For the listing below, return the line containing "601, row 739", the line containing "451, row 740", and all lines in between, exactly as written and nothing else.

DATA SHOWN:
━━━━━━━━━━━━━━━━

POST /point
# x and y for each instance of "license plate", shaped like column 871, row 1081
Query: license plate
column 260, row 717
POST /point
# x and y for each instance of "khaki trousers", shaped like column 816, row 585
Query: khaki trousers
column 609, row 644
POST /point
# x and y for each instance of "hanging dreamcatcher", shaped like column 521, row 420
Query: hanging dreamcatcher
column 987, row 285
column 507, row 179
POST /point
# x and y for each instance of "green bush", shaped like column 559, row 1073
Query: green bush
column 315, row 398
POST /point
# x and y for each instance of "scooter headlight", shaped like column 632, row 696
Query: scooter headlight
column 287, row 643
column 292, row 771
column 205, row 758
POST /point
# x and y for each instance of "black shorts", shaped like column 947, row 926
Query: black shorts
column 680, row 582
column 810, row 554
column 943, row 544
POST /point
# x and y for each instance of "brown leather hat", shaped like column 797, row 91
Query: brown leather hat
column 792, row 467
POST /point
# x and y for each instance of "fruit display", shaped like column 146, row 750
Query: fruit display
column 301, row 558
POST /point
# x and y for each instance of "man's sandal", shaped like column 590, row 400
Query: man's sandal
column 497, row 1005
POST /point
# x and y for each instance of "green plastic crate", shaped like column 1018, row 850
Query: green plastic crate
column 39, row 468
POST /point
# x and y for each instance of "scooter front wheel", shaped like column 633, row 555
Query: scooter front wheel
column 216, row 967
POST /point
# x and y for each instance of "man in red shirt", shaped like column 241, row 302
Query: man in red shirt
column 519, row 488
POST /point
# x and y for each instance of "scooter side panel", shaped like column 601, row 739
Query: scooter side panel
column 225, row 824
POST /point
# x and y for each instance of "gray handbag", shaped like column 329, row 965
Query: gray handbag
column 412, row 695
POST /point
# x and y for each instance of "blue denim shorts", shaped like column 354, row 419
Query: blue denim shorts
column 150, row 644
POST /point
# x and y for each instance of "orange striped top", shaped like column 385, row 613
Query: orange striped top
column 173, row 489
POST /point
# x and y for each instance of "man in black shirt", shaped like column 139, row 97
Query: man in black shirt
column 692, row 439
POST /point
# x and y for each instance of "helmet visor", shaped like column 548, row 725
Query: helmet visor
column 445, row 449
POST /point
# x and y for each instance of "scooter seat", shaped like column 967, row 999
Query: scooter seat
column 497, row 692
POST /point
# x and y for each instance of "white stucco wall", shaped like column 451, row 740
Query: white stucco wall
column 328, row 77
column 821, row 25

━━━━━━━━━━━━━━━━

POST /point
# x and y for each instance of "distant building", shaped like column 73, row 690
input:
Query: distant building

━━━━━━━━━━━━━━━━

REPLY:
# x and y for each instance of "scooter side panel", shaped like column 601, row 739
Query: scooter side panel
column 225, row 824
POST /point
# x and y for each instance of "gray handbag", shaped like column 329, row 965
Query: gray handbag
column 412, row 695
POST /point
# x and y for each instance of "blue denim shorts", shaped like column 354, row 419
Query: blue denim shorts
column 150, row 644
POST /point
# x and y for each instance of "orange striped top", shaped like column 385, row 613
Query: orange striped top
column 173, row 489
POST /point
# x and y for each instance of "man in black shirt", shaped like column 139, row 97
Query: man in black shirt
column 692, row 439
POST /point
# x and y for each instance of "helmet visor", shaped like column 548, row 725
Query: helmet visor
column 445, row 449
POST /point
# x and y for each instance of "scooter seat", shaped like column 967, row 999
Query: scooter seat
column 497, row 692
POST /point
# x and y for each instance of "white stucco wall", shaped like column 451, row 740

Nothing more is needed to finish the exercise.